- **Aufgabe**: Führe den unten stehenden Bericht über die Konzertreise nach Riva del Garda im gleichen Ton weiter und beginne direkt nach seinem letzten Satz.

- **Angezeigter Text**:
........
Glücklicherweise blieb diese aus und auch unser Kapellmeister war mit von der Partie, als wir am 10. April um 8:00 Uhr mit zwei Bussen in Richtung des bezaubernden Riva del Garda aufbrachen. Einige wenige Musikant*innen entschieden sich privat nach Riva zu fahren, was später noch für einige Spannung sorgen sollte.
Voller Vorfreude und guter Stimmung war es auch dieses Mal ein erhebender Moment, als man den Passo San Giovanni erreichte und den Gardasee erblickte. Mit dem kapellmeisterlichen Rat „Jedem das, was er braucht“ schlenderten wir nach der Ankunft gegen 10:30 Uhr durch das überlaufene Riva und suchten uns ein Cafe in der Sonne, um eine kleine Stärkung zu genießen. Gegen 12:30 Uhr trafen sich alle beim Bus für einen kleinen Mittagssnack. Anschließend begaben wir uns zum Centro Congressi, wo uns ein kleiner Raum für die Instrumente und Wertsachen zugewiesen wurde und die Möglichkeit bestand sich in einer großen Halle einzuspielen. Als alle auf der provisorischen Bühne saßen fiel auf, dass einige Stühle leer waren, es fehlten die 1. Oboe, Bassklarinette und eine Klarinette. Um 13:30 Uhr wurden wir über eine Feuertreppe weiter in einen zweiten, etwas kleineren Saal geführt. Die Anspannung und Aufregung stieg, besonders als wir erfuhren, dass die drei fehlenden Musikanten aufgrund eines Unfalls im Stau standen und wir wussten, dass die Parkplatzsituation in Riva katastrophal war. Dies im Hinterkopf machte sich einer unserer begleitenden Unterstützer auf, um die drei abzufangen und das Parken des Autos zu übernehmen, sodass sie sich umgehend zu uns in den Kongress begeben konnten. Um 13:55 Uhr kamen sie begleitet von Applaus endlich bei uns an und hatten noch fünf Minuten zum Einspielen. Ab 14 Uhr wurden wir nämlich in einen kleinen Raum begleitet, wo das Musizieren nicht mehr erlaubt war.
Unser Auftritt begann pünktlich um 14:20 Uhr in einem gut gefüllten Konzertsaal. „Unabhängig vom Ergebnis war es schön wieder gemeinsam auf der Bühne zu stehen und zu musizieren. Der Spaß und die gemeinsame Freude an der Musik standen im Vordergrund“, äußerte später ein Musikant. Diese Freude war auch im Anschluss spürbar, als das gelungene Konzert bei dem ein oder anderen Glas gemeinsam gefeiert wurde. Bereichernd war auch das Hören anderer Orchester und der Austausch mit Musikant*innen aus den unterschiedlichsten Gegenden Europas.
........
- **Auszüge der Zeilen**:
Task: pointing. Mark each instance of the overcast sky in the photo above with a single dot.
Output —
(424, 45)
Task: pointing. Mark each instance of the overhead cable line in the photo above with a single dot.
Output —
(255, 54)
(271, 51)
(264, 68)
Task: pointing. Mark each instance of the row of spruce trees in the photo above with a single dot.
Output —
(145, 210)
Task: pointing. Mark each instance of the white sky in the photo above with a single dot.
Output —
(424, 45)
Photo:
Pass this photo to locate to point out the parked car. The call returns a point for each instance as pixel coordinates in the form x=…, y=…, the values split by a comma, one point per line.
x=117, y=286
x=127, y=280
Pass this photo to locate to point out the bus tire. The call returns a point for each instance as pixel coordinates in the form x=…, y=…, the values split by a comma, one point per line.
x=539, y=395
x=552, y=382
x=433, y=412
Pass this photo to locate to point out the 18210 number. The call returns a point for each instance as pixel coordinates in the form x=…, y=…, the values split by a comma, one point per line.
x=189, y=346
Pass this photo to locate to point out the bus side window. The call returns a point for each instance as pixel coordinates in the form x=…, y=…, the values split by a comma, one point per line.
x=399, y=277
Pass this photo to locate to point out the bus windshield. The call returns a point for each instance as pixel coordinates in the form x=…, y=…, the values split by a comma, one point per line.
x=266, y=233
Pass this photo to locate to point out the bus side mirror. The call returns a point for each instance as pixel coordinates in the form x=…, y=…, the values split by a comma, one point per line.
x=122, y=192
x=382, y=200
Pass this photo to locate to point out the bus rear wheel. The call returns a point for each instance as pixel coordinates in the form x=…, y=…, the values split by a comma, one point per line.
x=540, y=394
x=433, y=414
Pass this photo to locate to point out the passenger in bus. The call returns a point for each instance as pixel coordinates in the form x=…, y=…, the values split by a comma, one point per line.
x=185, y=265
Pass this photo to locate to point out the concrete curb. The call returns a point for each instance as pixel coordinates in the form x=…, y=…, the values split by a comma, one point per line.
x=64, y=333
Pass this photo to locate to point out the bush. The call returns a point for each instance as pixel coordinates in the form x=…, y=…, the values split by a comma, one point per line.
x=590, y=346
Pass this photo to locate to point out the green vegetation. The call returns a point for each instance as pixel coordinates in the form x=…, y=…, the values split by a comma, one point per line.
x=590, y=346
........
- **Antwort**:
Die positive Stimmung wurde auch bei der Preisverleihung deutlich, als vor allem die Jungmusikant*innen ausgelassen durch den Saal tanzten. Unsere Jubelrufe wurden besonders laut, als verkündet wurde, dass die Musikkapelle Naturns mit 88,38 Punkten in der Categoria Prima den 4. Rang erreicht und damit insgesamt die fünfthöchste Punktezahl aller Kategorien erspielt hatte.
Nicht nur Kapellmeister Dietmar Rainer zeigte sich sehr zufrieden, sondern auch die Musikant*innen waren begeistert und stimmten gleich nach der Preisverleihung einige Lieder zum Feiern des Erfolgs an. Dieser wurde natürlich noch bei einem gemeinschaftlichen Fischessen in Arco ausgiebig gefeiert, bevor es gegen 23:00 Uhr wieder Richtung Heimat ging. Besonders schön zu sehen war, dass die Freude am gemeinsamen Musizieren und der Zusammenhalt auch auf die Jungmusikanten überging. Nach einigen kleineren Ansprachen von Seiten des Kapellmeisters und Obmanns beim Fischessen wurde das besonders deutlich als ein Jungmusikant abschließend in die Runde rief: „Nächstes Mal werden wir erster!“.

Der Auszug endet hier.